> [Problem description] Please restate, word for word, each line from the one containing "Where can the white foam" through the end of the entries below.

[Opening Dataset entries section]

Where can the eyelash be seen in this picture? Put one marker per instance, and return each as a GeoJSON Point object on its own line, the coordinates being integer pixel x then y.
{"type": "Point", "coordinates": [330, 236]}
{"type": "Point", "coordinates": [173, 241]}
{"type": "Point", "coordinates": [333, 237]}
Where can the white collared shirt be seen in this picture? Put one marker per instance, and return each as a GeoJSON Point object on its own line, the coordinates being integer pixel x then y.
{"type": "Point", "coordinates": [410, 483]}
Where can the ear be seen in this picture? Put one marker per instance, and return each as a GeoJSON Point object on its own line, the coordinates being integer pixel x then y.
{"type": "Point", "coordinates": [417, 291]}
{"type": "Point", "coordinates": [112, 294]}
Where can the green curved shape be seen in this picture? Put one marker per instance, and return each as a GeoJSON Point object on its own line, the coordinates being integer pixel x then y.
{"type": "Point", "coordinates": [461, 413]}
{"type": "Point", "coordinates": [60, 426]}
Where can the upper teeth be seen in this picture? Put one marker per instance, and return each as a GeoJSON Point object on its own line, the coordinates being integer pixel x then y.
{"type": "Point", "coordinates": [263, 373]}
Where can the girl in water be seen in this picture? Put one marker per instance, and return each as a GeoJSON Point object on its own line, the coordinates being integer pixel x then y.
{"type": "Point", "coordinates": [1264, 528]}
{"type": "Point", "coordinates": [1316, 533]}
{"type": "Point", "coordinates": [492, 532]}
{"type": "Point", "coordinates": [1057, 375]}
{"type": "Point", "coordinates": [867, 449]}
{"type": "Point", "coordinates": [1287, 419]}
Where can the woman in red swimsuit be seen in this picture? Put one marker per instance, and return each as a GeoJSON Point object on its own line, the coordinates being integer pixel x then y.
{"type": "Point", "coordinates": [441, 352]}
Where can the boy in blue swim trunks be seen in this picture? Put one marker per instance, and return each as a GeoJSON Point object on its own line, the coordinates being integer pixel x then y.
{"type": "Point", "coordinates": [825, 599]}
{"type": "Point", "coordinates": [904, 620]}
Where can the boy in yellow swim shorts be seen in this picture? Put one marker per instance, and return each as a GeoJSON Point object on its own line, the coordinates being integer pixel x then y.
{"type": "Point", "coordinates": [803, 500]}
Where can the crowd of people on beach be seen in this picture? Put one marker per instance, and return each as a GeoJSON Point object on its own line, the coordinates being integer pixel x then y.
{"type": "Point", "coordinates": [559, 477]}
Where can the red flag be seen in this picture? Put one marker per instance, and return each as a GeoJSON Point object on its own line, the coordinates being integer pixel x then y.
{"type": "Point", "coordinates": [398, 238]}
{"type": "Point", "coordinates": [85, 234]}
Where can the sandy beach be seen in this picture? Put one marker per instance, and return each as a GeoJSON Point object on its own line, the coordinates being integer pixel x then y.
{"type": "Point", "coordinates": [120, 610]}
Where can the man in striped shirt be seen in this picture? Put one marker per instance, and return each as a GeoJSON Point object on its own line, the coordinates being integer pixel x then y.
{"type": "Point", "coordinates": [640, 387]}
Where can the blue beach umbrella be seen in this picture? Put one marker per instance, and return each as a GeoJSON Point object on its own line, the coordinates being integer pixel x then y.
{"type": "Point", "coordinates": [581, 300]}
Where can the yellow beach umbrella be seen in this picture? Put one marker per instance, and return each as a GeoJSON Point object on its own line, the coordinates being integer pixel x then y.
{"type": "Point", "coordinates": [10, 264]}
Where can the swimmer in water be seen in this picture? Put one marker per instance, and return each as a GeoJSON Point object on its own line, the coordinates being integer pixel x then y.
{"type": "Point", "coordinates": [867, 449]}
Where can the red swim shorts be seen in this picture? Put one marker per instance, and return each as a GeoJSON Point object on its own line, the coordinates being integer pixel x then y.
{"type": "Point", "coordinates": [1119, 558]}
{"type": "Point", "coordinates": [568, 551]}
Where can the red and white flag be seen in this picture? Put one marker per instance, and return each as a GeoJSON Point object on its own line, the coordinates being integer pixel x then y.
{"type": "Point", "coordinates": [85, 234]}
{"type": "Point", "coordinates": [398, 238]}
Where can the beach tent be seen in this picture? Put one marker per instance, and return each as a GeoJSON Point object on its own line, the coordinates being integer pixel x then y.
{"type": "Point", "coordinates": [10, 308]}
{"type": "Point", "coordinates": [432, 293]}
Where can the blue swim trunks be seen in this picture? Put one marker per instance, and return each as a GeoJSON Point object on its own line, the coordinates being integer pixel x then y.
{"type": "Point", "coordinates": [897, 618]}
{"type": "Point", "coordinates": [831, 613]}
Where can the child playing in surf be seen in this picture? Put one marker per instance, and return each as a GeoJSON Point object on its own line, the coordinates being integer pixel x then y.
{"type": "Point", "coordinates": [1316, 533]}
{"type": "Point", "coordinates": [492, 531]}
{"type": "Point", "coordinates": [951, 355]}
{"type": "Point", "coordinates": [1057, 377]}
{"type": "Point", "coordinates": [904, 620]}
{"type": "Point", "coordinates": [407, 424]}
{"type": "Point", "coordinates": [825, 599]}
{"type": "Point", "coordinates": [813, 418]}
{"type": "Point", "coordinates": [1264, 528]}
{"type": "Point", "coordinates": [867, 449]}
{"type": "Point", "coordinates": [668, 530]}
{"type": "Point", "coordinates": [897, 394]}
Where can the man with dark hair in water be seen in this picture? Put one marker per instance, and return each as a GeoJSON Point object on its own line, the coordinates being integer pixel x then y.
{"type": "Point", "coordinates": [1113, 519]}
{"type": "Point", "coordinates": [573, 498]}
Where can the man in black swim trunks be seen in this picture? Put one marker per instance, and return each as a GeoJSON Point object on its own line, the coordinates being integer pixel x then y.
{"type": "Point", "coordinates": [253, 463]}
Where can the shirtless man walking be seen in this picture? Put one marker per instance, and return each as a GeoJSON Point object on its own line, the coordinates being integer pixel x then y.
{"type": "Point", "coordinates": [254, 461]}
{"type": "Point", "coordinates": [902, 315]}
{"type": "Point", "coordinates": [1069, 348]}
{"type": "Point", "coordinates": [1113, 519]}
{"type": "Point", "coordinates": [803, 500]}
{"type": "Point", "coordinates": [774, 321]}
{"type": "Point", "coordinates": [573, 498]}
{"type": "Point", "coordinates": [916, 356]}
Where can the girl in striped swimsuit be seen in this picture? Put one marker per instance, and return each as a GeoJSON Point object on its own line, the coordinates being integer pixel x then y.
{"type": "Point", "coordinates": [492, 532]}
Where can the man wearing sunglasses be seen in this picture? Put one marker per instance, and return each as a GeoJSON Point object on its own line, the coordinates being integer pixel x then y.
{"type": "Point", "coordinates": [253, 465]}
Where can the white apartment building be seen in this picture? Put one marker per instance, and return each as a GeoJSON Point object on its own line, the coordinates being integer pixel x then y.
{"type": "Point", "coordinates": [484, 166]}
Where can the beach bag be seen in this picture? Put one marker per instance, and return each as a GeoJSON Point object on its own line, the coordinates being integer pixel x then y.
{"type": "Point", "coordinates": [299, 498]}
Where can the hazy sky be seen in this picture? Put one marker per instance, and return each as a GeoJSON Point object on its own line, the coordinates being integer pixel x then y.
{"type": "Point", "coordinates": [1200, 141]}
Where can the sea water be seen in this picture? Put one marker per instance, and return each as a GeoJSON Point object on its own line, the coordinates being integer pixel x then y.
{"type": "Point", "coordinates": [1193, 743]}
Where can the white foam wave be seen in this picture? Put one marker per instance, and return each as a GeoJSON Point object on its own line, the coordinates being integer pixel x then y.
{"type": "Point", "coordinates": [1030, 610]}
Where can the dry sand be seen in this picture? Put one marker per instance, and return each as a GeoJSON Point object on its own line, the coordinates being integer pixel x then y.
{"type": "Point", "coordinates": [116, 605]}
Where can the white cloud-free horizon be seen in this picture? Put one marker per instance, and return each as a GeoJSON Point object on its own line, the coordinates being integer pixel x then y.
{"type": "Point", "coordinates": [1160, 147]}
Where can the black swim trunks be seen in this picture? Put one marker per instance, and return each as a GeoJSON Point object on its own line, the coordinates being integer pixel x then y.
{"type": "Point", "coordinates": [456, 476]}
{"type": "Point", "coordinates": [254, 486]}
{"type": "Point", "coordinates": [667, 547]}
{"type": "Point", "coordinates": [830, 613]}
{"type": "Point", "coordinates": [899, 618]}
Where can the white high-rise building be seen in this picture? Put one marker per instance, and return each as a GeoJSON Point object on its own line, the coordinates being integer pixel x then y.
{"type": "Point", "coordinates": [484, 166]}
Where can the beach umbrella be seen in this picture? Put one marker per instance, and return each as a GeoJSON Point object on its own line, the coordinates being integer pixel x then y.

[Closing Dataset entries section]

> [Exercise response]
Where can the white foam wave be seen in this picture? Put one marker per instance, and return each as a GeoJSON Point object on its own line, the coordinates being integer pixel x then y.
{"type": "Point", "coordinates": [1030, 610]}
Where can the dry sand be seen in this picture? Put one marker per instance, and return each as a GeoJSON Point object on its own line, the coordinates being integer pixel x then y.
{"type": "Point", "coordinates": [116, 605]}
Where can the white cloud-free horizon be seen in this picture? Put one marker per instance, and return each as a GeoJSON Point object on its own line, the coordinates being integer pixel x then y.
{"type": "Point", "coordinates": [1160, 147]}
Where can the black swim trunks be seen in this picture? Put one marker per instance, and return each as a GeoJSON Point object on its own line, the coordinates being integer pixel x then y.
{"type": "Point", "coordinates": [456, 476]}
{"type": "Point", "coordinates": [254, 486]}
{"type": "Point", "coordinates": [667, 547]}
{"type": "Point", "coordinates": [830, 613]}
{"type": "Point", "coordinates": [899, 618]}
Where can the white high-rise building be seen in this picture? Put one marker per instance, and return each as a GeoJSON Point object on its own line, the coordinates being integer pixel x then y.
{"type": "Point", "coordinates": [484, 166]}
Where can the beach umbrella be seen in this picture? Put one marker per instance, and return each as a GeoJSON Point object on its own line, the coordinates being integer pixel x then y.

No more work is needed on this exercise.